Document text Block Start

Despite a stable labor force, shifts in key industries and broader economic pressures are driving up joblessness in the region.
San Diego’s unemployment rate has been fluctuating recently, reaching 4.3% in December 2024, then rising to 4.6% in October 2024. While these numbers might seem relatively low, they reveal underlying challenges in the region’s job market.
The labor force in the city has remained fairly stable, with around 1.62 million people either employed or actively looking for work in recent months. However, the number of unemployed residents rose to 81,400 in August 2024 before dropping to 69,800 by December. This increase in unemployment, despite the overall stability of the workforce, highlights some deeper trends worth noting.
Some sectors in San Diego are performing better than others. The leisure and hospitality industry has seen a welcome boost, with a 1.4% rise in employment over the past year. On the flip side, industries like manufacturing and construction have faced losses. Manufacturing jobs fell by 2.8%, and construction saw modest declines as well. The trade, transportation, and utilities sector remained relatively stable, growing just 0.2%. Meanwhile, professional and business services saw a drop of 2.2%, suggesting some struggles in high-skilled job markets.
Several broader economic factors are likely influencing these trends. Inflation and ongoing global supply chain disruptions have put additional strain on local businesses. The overall shift in San Diego’s economy—from traditional industries like manufacturing to emerging ones like technology—means the job market is evolving, and workers must adapt to new opportunities and sectors.
To address these shifts, local leaders and businesses need to focus on workforce retraining and supporting the growth of emerging industries. By doing so, San Diego can help ensure a stable job market moving forward and provide workers with the skills they need to thrive in a changing economy.

Document text Block End
Extracted information Block Start

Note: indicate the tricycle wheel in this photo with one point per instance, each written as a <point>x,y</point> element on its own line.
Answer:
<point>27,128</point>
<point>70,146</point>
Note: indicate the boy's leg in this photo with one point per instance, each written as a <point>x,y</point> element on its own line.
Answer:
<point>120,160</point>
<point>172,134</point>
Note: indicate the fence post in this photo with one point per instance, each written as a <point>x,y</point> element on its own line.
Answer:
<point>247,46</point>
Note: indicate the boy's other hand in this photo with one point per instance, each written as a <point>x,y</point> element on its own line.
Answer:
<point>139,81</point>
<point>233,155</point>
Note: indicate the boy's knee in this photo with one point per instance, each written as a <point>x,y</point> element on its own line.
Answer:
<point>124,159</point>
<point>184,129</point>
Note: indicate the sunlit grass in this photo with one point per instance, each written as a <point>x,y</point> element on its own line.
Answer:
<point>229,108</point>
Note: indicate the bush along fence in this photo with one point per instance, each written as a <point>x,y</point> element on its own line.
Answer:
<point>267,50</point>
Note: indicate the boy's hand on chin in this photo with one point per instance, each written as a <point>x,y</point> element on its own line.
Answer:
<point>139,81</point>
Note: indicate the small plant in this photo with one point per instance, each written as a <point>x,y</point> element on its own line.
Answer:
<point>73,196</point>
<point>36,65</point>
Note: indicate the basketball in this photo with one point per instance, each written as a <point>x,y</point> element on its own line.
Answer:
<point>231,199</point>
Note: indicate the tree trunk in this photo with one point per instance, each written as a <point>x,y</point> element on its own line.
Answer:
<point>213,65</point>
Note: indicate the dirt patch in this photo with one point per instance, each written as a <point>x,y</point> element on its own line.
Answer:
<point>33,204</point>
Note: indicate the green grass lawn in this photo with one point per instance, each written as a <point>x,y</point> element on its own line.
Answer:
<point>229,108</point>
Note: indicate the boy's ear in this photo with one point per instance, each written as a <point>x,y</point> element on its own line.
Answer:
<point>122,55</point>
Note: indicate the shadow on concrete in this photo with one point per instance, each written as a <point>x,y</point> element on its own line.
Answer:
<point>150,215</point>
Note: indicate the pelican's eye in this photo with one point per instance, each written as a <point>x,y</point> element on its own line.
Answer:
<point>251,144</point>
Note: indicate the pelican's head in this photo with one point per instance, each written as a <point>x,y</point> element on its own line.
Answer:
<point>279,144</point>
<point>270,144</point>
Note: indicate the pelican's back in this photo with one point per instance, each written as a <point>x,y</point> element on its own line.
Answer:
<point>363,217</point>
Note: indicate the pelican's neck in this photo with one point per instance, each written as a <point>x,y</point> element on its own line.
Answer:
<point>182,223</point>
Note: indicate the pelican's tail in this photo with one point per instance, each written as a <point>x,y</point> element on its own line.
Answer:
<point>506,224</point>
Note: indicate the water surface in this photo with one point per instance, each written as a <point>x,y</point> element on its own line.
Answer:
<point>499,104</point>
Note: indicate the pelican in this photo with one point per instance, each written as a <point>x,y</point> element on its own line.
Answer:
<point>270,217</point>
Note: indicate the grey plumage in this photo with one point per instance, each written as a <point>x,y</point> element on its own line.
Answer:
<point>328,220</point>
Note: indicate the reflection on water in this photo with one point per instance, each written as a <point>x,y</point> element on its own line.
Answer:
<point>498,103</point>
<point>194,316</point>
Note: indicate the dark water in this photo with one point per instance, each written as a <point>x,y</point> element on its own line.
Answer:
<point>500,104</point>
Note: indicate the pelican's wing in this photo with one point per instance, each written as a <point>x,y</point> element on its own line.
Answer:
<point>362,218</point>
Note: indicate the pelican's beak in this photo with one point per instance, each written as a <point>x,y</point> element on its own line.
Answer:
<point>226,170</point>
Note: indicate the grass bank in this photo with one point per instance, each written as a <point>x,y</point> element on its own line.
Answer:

Extracted information Block End

- _Required actions_
**A.** Translate this sentence from the text on San Diego unemployment into Spanish: "Some sectors in San Diego are performing better than others."
**B.** Echo the passage of the text on San Diego unemployment from "San Diego’s unemployment" to "trends worth noting.", keeping every word and mark unchanged.

- _Responses by task_
**A.** Algunos sectores de San Diego tienen un mejor desempeño que otros.

**B.**
San Diego’s unemployment rate has been fluctuating recently, reaching 4.3% in December 2024, then rising to 4.6% in October 2024. While these numbers might seem relatively low, they reveal underlying challenges in the region’s job market.
The labor force in the city has remained fairly stable, with around 1.62 million people either employed or actively looking for work in recent months. However, the number of unemployed residents rose to 81,400 in August 2024 before dropping to 69,800 by December. This increase in unemployment, despite the overall stability of the workforce, highlights some deeper trends worth noting.